(Task data Opens)
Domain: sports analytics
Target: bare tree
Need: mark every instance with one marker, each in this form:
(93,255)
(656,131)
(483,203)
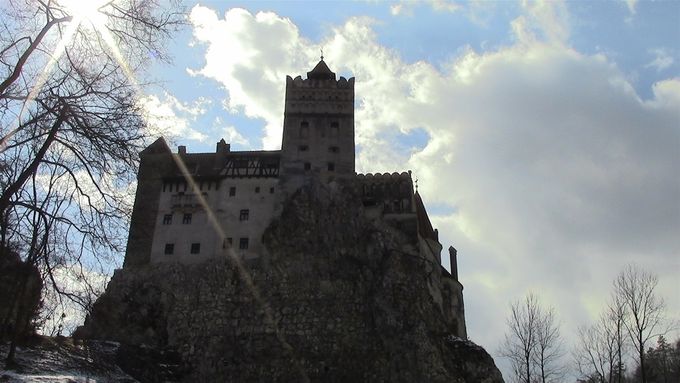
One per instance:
(532,343)
(549,347)
(635,289)
(597,354)
(71,126)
(Task data Closes)
Exercise:
The response should repeat every entry above exactly and include none of the pictures.

Output for this exercise:
Domain: sports analytics
Target: bare tree
Need: mark every instance with one marker, each in this form:
(93,255)
(656,131)
(483,203)
One per instance:
(532,343)
(549,347)
(635,289)
(597,354)
(71,126)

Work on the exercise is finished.